▶ [Problem] Reproduce every one of the rows below verbatim, changing and adding nothing.
>> BEGIN Dataset extract
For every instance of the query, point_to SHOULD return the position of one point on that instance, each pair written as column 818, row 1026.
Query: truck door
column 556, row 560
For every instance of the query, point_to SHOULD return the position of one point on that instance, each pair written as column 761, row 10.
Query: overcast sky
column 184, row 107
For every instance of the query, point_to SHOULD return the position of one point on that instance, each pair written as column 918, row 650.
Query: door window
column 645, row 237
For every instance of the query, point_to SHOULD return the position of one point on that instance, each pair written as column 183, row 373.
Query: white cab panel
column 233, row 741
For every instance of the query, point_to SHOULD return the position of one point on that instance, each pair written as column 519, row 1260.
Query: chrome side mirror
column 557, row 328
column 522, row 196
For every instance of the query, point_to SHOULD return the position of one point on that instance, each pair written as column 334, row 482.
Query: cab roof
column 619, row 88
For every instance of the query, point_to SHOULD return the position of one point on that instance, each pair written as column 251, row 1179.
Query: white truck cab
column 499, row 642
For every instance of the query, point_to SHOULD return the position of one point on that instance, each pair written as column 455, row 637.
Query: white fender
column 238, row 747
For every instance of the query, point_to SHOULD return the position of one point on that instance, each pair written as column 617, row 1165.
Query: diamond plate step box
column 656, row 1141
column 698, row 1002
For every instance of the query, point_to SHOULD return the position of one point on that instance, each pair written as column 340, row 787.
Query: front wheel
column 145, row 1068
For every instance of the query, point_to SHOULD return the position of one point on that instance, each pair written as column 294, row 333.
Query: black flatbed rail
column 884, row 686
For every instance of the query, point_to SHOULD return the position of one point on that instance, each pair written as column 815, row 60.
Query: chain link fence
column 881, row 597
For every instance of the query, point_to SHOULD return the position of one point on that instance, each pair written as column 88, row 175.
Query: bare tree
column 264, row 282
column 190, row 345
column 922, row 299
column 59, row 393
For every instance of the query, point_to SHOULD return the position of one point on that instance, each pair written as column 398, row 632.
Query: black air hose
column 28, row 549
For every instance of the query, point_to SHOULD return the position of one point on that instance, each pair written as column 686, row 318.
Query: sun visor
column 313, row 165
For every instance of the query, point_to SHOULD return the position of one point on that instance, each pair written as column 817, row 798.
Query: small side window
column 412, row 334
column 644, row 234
>> END Dataset extract
▶ [Solution for this task]
For every instance of the query, point_to SHOULD return the position of one point on that instance, each pair written as column 818, row 1026.
Query: truck door
column 556, row 560
For every instance of the query, point_to SHOULD return the position of one point on that instance, each pair written as column 761, row 10.
Query: overcast sky
column 184, row 107
For every instance of the query, point_to SHOULD return the position of one point on that instance, each pair written as column 918, row 650.
Query: door window
column 645, row 237
For every instance of the query, point_to SHOULD return the position of one point on that instance, each pair written as column 183, row 373.
Query: white cab panel
column 233, row 741
For every instance of the query, point_to SHOULD return the position of one point on that instance, each pair written as column 519, row 1260.
Query: chrome side mirror
column 557, row 328
column 522, row 196
For every instance of the query, point_to SHOULD return the position of one point on that instance, each pair written as column 334, row 482.
Query: cab roof
column 619, row 88
For every instance of the query, point_to SHOULD return the position of one point on that instance, each pair written as column 251, row 1179.
Query: white truck cab
column 499, row 642
For every instance of the query, point_to SHOULD return the position of one point on that instance, each pair written as column 455, row 637.
Query: white fender
column 238, row 747
For every instance of the query, point_to SHOULD return the position of one point on that instance, each pair written as column 617, row 1165.
Query: diamond plate step box
column 656, row 1141
column 698, row 1002
For every instance of the query, point_to SHOULD return the position of one point on that instance, each pair written as column 340, row 787.
Query: front wheel
column 145, row 1068
For every instance of the query, point_to SHOULD return the position of one point on that instance, each pair written as column 294, row 333.
Query: black flatbed rail
column 884, row 686
For every instance of the query, point_to SHOULD return the position of one point on that instance, each pair written as column 815, row 60.
Query: chain link fence
column 881, row 597
For every instance of the query, point_to SHOULD return the position of one point on that instance, each pair written as column 88, row 175.
Query: bare tree
column 264, row 282
column 190, row 345
column 922, row 299
column 59, row 393
For every instance of the query, point_to SHOULD return the position of one point on that instance, each pair written as column 398, row 632.
Query: black air hose
column 28, row 549
For every instance of the query, point_to SHOULD return the position of one point on that instance, each pair written as column 686, row 318.
Query: sun visor
column 313, row 165
For every instance of the query, point_to SHOULD return the position of one point on that instance, each pair written as column 817, row 798.
Query: small side window
column 412, row 334
column 644, row 234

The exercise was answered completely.